=== Section Start ===

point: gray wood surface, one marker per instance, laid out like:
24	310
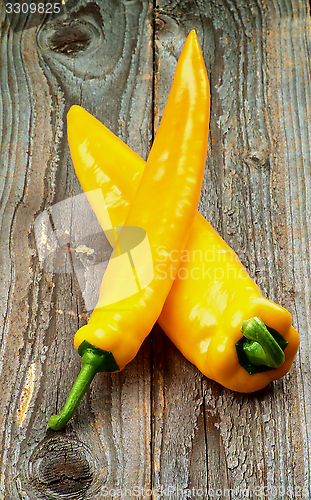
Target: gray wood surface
158	429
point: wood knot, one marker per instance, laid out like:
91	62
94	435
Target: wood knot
159	24
62	468
72	37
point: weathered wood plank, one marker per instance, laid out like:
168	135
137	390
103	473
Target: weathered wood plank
159	424
108	69
258	162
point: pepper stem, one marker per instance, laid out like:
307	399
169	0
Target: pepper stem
94	360
262	348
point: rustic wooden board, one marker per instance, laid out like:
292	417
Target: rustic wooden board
159	426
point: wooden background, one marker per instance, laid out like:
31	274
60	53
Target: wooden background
159	423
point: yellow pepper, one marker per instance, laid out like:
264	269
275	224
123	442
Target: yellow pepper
212	298
164	206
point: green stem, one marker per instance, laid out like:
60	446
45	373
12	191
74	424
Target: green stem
262	348
94	360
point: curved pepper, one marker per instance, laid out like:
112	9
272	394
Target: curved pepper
115	331
212	297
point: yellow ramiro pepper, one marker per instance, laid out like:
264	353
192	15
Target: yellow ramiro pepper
212	294
125	314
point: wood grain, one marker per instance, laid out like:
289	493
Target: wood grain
159	426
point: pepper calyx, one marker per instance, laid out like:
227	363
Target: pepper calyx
94	360
261	348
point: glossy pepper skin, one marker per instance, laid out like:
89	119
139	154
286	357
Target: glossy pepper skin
175	166
212	294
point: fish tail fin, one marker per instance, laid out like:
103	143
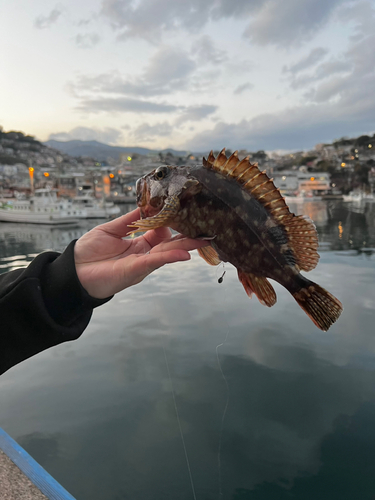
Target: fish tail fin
321	306
258	285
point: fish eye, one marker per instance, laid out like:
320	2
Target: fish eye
161	172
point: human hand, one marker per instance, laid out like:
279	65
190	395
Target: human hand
106	263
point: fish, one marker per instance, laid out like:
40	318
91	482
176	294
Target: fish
237	208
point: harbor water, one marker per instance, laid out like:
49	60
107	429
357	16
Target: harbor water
183	388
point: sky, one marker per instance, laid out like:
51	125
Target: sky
189	74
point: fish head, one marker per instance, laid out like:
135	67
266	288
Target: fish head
161	184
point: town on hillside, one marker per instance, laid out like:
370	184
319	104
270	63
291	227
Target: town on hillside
329	170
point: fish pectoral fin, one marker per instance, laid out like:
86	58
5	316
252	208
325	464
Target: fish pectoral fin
162	219
321	306
258	285
209	255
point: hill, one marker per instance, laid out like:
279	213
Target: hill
101	151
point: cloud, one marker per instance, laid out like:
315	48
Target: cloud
169	64
87	41
148	133
206	52
271	21
148	19
324	70
242	88
107	135
300	127
43	22
154	80
195	113
310	60
123	104
285	23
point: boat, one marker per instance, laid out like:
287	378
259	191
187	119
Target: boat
43	207
93	208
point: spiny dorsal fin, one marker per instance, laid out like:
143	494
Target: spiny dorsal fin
301	232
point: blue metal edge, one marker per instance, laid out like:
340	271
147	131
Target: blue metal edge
37	475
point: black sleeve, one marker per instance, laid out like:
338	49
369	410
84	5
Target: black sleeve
42	306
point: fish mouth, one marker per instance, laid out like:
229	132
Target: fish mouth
149	207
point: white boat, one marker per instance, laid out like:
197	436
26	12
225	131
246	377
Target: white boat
94	208
42	208
301	199
354	196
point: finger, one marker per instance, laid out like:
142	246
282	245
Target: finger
179	244
146	264
119	227
156	236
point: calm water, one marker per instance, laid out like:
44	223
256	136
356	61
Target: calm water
268	406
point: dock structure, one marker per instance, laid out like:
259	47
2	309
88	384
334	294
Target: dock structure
22	478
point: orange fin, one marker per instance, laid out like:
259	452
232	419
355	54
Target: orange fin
209	255
303	240
260	286
300	230
321	306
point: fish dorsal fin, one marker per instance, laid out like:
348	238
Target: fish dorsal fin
209	255
300	230
260	286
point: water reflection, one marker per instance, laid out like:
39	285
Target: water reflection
99	413
342	226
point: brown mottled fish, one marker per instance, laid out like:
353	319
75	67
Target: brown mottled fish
239	210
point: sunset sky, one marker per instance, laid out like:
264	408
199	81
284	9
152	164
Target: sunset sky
189	74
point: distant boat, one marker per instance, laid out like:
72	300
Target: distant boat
42	208
92	208
359	196
301	198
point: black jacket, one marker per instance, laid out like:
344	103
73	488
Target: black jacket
42	306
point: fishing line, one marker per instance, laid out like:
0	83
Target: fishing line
220	280
175	404
179	426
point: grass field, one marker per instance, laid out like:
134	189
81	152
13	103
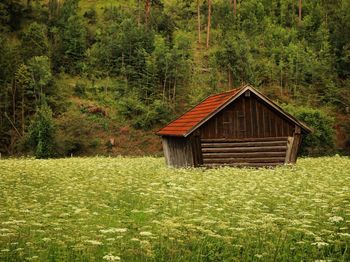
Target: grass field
137	209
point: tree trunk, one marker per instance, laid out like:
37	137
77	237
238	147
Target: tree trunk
209	23
199	22
234	7
147	11
300	7
229	73
22	113
14	101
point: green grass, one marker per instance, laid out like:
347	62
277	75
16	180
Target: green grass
137	209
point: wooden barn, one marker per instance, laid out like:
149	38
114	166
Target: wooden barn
241	127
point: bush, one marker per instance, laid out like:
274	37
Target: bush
42	133
321	140
144	116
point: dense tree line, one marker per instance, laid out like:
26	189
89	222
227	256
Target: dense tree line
165	55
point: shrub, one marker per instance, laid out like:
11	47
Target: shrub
321	140
144	116
42	133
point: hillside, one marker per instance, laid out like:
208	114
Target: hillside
104	75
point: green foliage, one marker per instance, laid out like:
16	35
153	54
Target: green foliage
42	133
235	56
40	71
34	41
321	140
144	116
74	44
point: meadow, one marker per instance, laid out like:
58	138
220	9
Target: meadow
137	209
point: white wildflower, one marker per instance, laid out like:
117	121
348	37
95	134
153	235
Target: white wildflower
320	244
94	242
111	258
146	234
113	230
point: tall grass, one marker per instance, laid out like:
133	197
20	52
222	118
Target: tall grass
137	209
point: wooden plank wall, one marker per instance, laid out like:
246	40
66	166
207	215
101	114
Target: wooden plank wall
178	151
256	152
247	117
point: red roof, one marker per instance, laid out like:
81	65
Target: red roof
185	123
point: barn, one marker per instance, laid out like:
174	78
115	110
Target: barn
241	127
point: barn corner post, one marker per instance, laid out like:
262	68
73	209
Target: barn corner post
293	146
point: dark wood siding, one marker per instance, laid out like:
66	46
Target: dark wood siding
177	151
247	117
270	151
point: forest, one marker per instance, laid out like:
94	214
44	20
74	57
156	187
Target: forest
100	77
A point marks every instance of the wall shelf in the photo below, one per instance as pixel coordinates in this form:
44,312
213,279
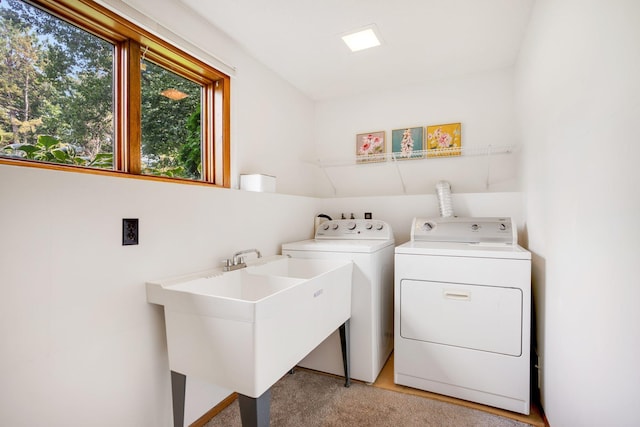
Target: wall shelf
419,155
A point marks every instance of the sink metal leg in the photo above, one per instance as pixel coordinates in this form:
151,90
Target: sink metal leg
255,411
178,389
346,352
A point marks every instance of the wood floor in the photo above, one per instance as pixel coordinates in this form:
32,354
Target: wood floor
385,380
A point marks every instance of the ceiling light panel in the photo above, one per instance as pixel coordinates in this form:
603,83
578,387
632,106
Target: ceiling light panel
361,39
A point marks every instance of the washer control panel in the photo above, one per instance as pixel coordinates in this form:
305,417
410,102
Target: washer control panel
354,229
498,230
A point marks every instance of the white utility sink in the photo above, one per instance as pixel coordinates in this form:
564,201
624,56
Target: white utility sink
246,328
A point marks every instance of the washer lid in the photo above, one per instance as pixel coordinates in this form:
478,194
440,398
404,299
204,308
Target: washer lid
346,246
475,250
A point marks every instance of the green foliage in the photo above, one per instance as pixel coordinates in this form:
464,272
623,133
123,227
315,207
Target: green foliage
56,99
49,149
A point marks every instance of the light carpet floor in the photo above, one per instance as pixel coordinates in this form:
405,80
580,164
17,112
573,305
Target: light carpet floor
311,399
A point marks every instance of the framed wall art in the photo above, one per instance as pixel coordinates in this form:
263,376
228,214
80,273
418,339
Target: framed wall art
444,140
371,147
407,143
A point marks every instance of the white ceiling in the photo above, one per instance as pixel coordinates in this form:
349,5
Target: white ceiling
422,40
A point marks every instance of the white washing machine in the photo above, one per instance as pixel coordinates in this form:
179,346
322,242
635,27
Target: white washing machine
463,311
370,245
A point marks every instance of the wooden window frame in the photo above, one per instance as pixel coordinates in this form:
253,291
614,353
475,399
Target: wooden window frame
129,42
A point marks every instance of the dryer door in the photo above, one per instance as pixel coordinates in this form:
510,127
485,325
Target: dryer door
478,317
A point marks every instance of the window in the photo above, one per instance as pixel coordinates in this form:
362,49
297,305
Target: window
81,87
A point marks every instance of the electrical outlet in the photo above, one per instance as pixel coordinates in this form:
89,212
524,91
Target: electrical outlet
130,231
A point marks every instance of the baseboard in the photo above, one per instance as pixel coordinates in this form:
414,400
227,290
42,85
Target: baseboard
200,422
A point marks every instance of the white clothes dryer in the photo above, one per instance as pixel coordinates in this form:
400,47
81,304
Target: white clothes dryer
463,311
370,245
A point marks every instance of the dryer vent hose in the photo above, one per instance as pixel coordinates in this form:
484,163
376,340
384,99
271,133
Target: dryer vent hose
443,191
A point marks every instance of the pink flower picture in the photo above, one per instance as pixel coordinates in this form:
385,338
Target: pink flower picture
370,147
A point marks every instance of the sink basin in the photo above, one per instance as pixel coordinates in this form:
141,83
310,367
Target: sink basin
246,328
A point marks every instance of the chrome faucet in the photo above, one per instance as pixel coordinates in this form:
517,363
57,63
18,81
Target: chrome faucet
237,260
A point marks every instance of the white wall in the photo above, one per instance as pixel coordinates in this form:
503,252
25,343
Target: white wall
80,344
483,103
578,103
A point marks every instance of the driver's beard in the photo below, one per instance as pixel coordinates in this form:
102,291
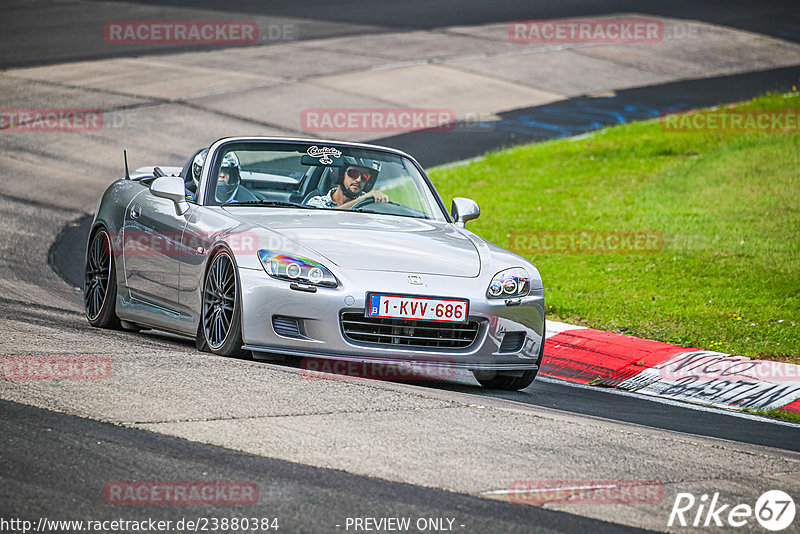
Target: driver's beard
349,194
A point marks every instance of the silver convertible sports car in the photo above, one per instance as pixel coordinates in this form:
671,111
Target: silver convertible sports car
318,249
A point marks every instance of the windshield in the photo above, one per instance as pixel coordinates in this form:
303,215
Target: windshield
320,176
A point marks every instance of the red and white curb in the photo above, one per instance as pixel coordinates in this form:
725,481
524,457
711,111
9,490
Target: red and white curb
593,357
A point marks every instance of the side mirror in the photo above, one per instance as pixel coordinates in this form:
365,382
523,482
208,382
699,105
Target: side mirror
463,210
171,188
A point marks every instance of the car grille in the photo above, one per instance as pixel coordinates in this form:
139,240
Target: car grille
411,333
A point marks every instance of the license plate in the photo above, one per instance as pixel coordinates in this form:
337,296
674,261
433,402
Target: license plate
420,308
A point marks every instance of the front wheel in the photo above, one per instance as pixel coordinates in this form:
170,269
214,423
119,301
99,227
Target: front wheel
221,314
100,282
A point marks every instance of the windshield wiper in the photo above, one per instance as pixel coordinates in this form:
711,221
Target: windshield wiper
269,203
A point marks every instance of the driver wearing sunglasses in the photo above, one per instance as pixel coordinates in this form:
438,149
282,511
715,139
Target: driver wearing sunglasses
350,190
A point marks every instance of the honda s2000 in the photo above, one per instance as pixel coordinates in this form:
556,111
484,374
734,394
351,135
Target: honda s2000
322,249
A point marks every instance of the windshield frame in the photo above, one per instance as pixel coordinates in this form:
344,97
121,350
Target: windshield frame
221,146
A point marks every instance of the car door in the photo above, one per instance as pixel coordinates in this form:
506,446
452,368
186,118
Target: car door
152,255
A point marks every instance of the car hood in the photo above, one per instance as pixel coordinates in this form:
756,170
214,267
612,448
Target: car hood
364,241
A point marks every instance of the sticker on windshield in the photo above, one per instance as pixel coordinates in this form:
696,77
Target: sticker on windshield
323,154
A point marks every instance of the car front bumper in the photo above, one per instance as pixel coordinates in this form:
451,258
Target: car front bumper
320,334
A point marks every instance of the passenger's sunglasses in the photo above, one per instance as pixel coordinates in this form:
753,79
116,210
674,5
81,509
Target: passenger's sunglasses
353,174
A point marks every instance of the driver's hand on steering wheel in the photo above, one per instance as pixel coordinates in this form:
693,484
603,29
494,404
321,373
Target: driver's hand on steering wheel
379,196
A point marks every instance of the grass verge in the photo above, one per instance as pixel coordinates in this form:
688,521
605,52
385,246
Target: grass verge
725,208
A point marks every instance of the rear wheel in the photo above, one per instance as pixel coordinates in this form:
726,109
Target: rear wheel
100,282
221,314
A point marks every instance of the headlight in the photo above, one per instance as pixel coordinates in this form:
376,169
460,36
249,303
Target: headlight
509,283
296,269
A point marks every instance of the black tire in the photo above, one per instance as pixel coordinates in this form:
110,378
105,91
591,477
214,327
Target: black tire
100,282
505,382
221,314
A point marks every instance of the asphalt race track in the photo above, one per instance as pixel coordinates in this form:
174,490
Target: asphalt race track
323,451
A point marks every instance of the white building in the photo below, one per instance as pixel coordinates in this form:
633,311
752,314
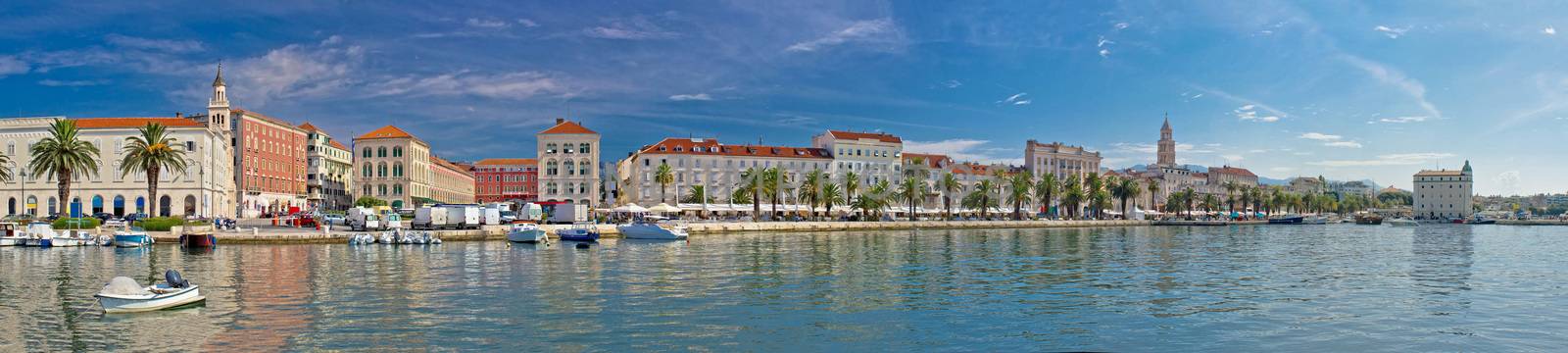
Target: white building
710,164
568,156
204,188
874,156
1058,159
1445,193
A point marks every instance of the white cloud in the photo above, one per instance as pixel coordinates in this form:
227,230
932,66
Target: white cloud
1390,76
1387,161
861,30
1402,120
10,67
1392,33
154,44
486,24
1321,137
700,96
73,83
963,149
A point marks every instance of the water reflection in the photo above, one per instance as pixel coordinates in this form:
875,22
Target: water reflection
1322,287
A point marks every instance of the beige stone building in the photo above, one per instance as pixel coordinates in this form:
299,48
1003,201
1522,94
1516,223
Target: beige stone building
1058,159
1445,193
568,156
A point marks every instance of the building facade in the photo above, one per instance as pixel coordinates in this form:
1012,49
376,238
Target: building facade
203,188
507,180
568,156
1445,193
874,156
329,170
1058,159
710,164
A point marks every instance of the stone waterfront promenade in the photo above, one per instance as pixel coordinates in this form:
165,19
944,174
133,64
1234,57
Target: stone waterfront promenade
499,232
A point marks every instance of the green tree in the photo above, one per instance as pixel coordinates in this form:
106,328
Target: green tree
65,156
151,153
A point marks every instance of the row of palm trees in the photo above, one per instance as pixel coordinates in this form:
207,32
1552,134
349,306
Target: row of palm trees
65,156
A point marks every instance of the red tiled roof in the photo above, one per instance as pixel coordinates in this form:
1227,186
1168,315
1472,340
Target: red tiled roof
568,127
384,132
862,135
1233,172
132,123
708,146
507,162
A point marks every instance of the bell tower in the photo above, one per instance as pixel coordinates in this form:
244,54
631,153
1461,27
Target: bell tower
219,107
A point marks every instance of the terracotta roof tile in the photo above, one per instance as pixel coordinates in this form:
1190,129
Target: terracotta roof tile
132,123
862,135
507,162
708,146
384,132
568,127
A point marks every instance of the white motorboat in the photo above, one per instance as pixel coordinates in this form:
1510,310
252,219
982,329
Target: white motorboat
1402,224
653,227
127,295
525,232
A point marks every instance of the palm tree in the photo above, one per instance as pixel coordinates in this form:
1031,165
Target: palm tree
1045,192
752,180
1019,192
151,153
830,196
63,156
811,190
949,185
663,176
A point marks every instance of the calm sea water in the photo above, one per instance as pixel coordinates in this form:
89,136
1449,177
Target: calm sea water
1335,287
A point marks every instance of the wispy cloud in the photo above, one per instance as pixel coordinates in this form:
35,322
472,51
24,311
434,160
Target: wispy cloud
154,44
73,83
877,30
1392,33
700,96
1387,159
1392,76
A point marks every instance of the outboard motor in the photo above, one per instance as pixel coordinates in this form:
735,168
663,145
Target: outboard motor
174,279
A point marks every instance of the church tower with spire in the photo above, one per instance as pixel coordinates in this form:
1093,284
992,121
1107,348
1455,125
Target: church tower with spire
219,106
1167,146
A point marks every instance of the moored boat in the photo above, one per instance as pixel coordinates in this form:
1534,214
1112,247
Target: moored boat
525,232
127,295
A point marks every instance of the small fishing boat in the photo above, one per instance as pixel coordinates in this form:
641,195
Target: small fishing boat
125,295
653,227
10,235
527,232
579,232
1286,220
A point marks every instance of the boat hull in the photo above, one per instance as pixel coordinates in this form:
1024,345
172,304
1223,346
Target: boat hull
532,235
140,303
198,240
132,240
650,231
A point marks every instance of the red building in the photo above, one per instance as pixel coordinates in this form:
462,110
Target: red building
507,179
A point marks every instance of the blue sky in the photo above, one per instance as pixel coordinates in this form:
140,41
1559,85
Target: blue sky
1346,90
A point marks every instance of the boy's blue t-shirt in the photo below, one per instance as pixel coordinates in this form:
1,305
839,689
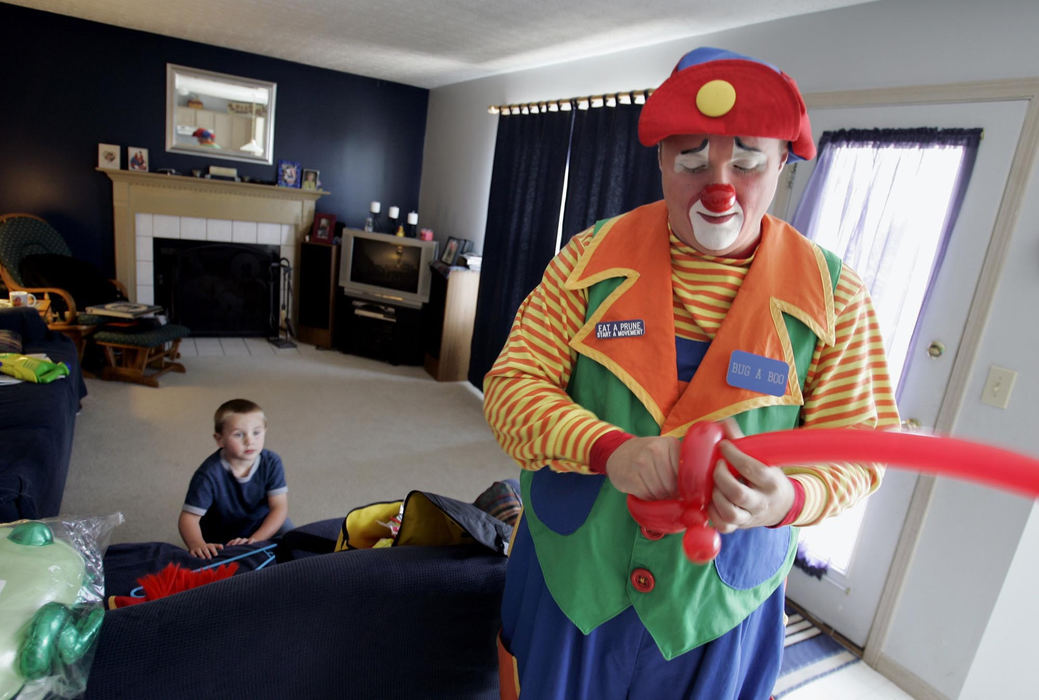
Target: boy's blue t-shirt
230,508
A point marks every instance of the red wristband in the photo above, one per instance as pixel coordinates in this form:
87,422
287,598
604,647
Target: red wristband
604,447
796,507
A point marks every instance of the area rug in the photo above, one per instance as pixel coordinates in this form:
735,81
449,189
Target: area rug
808,654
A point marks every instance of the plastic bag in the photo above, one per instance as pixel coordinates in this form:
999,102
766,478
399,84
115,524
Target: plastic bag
52,590
36,370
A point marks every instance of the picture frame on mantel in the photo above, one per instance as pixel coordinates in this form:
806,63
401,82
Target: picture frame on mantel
137,158
324,229
108,156
289,173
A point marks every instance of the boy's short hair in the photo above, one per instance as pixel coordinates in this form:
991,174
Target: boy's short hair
234,406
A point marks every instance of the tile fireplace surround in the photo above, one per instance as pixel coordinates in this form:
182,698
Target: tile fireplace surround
149,205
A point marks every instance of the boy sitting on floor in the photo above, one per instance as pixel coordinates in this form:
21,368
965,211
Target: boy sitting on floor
238,495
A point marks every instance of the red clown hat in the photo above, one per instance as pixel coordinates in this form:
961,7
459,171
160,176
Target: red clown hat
717,91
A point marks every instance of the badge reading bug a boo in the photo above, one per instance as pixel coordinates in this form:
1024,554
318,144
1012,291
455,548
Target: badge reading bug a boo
608,329
756,373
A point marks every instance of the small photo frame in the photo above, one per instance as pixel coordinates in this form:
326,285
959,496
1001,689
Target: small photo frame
137,158
324,227
288,173
455,247
108,156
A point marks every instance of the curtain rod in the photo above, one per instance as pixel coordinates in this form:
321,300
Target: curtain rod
589,102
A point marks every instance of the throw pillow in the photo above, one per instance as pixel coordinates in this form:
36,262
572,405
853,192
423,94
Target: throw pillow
79,277
10,341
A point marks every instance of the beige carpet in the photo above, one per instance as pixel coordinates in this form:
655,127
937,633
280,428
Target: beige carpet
350,431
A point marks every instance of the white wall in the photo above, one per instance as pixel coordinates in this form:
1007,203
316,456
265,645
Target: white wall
954,619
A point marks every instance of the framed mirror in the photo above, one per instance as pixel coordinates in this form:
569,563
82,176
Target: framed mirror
217,115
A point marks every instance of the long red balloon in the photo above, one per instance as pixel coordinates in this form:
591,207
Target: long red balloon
944,456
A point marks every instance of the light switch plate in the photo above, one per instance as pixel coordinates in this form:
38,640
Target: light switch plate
997,386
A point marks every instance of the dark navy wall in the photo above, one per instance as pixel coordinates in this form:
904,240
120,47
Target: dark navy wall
68,84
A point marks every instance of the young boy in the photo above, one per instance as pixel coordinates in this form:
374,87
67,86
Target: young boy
238,495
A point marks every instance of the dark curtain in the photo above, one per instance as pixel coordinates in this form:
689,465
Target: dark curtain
523,220
610,171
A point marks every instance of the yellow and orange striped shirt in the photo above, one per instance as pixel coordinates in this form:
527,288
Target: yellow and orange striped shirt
537,423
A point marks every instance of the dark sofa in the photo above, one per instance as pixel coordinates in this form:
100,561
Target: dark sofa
36,424
413,621
396,623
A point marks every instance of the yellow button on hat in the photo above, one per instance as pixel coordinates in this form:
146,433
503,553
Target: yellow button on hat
716,98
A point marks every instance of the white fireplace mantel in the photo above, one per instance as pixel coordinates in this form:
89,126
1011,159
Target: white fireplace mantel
135,192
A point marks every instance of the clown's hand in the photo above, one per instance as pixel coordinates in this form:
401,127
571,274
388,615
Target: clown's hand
760,495
645,467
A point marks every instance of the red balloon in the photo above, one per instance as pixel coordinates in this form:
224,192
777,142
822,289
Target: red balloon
944,456
701,544
695,458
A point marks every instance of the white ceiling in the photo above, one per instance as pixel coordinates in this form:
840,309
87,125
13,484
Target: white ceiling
431,43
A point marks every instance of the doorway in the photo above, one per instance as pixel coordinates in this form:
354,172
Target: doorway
932,386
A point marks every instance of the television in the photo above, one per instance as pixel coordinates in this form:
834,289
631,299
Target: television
385,268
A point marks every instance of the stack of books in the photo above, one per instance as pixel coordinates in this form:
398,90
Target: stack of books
124,310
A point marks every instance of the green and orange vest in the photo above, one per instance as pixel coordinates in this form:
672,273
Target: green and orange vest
784,306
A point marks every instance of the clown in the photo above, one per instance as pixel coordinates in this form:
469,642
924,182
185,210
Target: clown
697,307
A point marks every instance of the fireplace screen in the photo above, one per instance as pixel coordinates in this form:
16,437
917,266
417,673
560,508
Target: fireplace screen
218,289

=== Section End ===

Work required: From the material above, copy every line where the word "below" is found.

Result of this task:
A point marks every instance of the wall shelf in the photo below, one per instance as pixel coordinates in this form:
A point marks every instance of the driver's beard in the photo below, one per instance as pixel coordinates in this form:
A point marks every instance of the white building in the photo below, one per instance as pixel coordinates in this form:
A point marks every instance of the boy's blue t-shirt in the photo below, one per instance as pixel coordinates in this form:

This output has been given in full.